══ ZU LESENDER AUSZUG

Das Niederreißen von Denkmälern wirkt kathartisch. Weil die Suche nach Kolonialdenkmälern wenig ergiebig blieb, hier einige Vorschläge. Großherzogin Charlotte und Prinzgemahl Felix besaßen die Konzession der Société Coloniale Luso-Luxembourgeoise Granducol, einer für ihre Brutalität bekannte Baumwollplantage in der portugiesischen Kolonie Mozambique. In der Weltwirtschaftskrise warb die Exposition d’Art Colonial et Exotique organisée par le Cercle Colonial Luxembourgeois 1933 für die Auswanderung in die Kolonien, „sous le Très Haut Protectorat de LL. AA. RR. Madame la Grande-Duchesse Charlotte et Monseigneur le Prince Félix de Luxembourg“. Ehrenpräsident des Ehrenkomitees war Staatsminister Joseph Bech.
Im Zeitalter des Imperialismus lieferten die Bischöfe Johannes Joseph Koppes, Pierre Nommesch und Joseph Laurent Philippe mit dem katholischen Missionswesen die ideologische Rechtfertigung der Kolonialpolitik. Die angebliche moralische Unterlegenheit der Afrikaner gehörte zum Religionsunterricht der öffentlichen Schule.
Die 1931 in Paris gegründete Fédération internationale des coloniaux et anciens coloniaux nahm nur Kolonialvereine aus Ländern auf, die Kolonien besaßen. Der Cercle Colonial Luxembourgeois durfte Mitglied des internationalen Dachverbands werden. Als Trittbrettfahrer Belgiens sah das Großherzogtum den Kongo als seine heimliche Kolonie an. Seit der Gründung der Wirtschaftsunion mit Belgien setzten sich konservative, sozialdemokratische und liberale Minister stets dafür ein, dass Luxemburger Unternehmen den gleichen Zugang zu kongolesischen Rohstoff- und Absatzmärkten bekamen wie belgische und Luxemburger Kolonialbeamte den belgischen Beamten gleichgestellt waren.

════
══ VORLIEGENDE DATEN

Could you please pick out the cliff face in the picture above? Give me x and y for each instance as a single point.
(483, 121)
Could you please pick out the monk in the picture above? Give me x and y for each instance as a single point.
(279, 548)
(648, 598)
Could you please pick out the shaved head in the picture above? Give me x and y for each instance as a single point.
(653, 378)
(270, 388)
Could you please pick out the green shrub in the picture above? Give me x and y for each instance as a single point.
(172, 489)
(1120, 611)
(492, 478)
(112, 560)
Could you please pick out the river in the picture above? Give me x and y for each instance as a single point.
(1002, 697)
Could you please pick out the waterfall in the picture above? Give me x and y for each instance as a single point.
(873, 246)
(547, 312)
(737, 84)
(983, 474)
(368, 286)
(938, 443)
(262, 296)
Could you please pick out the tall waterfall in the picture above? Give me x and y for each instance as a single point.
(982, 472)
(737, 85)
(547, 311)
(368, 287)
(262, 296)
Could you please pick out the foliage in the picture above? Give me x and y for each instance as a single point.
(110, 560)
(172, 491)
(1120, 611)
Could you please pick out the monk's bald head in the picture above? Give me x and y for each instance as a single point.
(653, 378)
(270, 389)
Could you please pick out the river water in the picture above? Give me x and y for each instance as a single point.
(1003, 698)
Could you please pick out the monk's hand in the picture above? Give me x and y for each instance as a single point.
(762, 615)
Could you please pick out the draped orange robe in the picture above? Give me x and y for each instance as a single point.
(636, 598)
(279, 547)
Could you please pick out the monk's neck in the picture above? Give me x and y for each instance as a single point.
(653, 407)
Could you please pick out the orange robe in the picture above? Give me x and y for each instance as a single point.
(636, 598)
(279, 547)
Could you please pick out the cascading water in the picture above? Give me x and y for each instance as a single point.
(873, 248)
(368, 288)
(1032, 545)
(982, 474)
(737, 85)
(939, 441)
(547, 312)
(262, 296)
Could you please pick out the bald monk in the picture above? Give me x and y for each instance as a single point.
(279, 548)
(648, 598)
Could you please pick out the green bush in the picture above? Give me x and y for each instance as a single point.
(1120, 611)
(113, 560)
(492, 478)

════

-- FOLGENDES BEARBEITEN --
A. Fasse den Absatz im Auszug über Luxemburgs koloniale Vergangenheit, der mit „Die 1931 in Paris gegründete“ beginnt, als knappe Stichpunktliste zusammen und behalte dabei die wesentlichen Fakten bei.
B. Schreibe den Auszug über Luxemburgs koloniale Vergangenheit im Anschluss an seinen letzten Satz fort.
Die Daten stehen für sich und gehören nicht zum Auszug.

-- ANTWORTEN JE AUFGABE --
A.
- Die 1931 in Paris gegründete Fédération internationale des coloniaux et anciens coloniaux nahm nur Kolonialvereine aus Ländern mit Kolonien auf.
- Der Cercle Colonial Luxembourgeois durfte Mitglied dieses Dachverbands werden.
- Als Trittbrettfahrer Belgiens sah Luxemburg den Kongo als seine heimliche Kolonie an.
- Seit der Wirtschaftsunion mit Belgien setzten sich konservative, sozialdemokratische und liberale Minister stets für zwei Ziele ein:
  - gleicher Zugang Luxemburger Unternehmen zu kongolesischen Rohstoff- und Absatzmärkten wie für belgische Unternehmen
  - Gleichstellung Luxemburger Kolonialbeamter mit belgischen Beamten

B.
Gemäß einem Abkommen zwischen Außenminister Joseph Bech und dem belgischen Kolonialminister Albert de Vleeschauwer lebten die Minister von CSV und LSAP während des Zweiten Weltkriegs im New Yorker, Londoner und Montrealer Exil von monatlichen Überweisungen der Kolonie Kongo. Am Ende belief sich die Rechnung auf 32 Millionen Franken.
Der Cercle Colonial stand jahrzehntelang unter dem „Très Haut Protectorat“ von Prinzgenmahl Felix. Als dieser starb, wurde der damalige Erbgroßherzog und heutige Großherzog Henri 1972 Schirmherr des Cercle Colonial und dann des Nachfolgevereins Alliance Luxembourg-Outremer Luxom. „Haut Patron du Cercle Colonial“ waren die CSV-Staatsminister Joseph Bech und Pierre Werner. Zu den Ehrenmitgliedern zählte der liberale Hauptstadt-Bürgermeister Gaston Diderich. Den wenigsten all dieser Leute wurde ein Denkmal errichtet.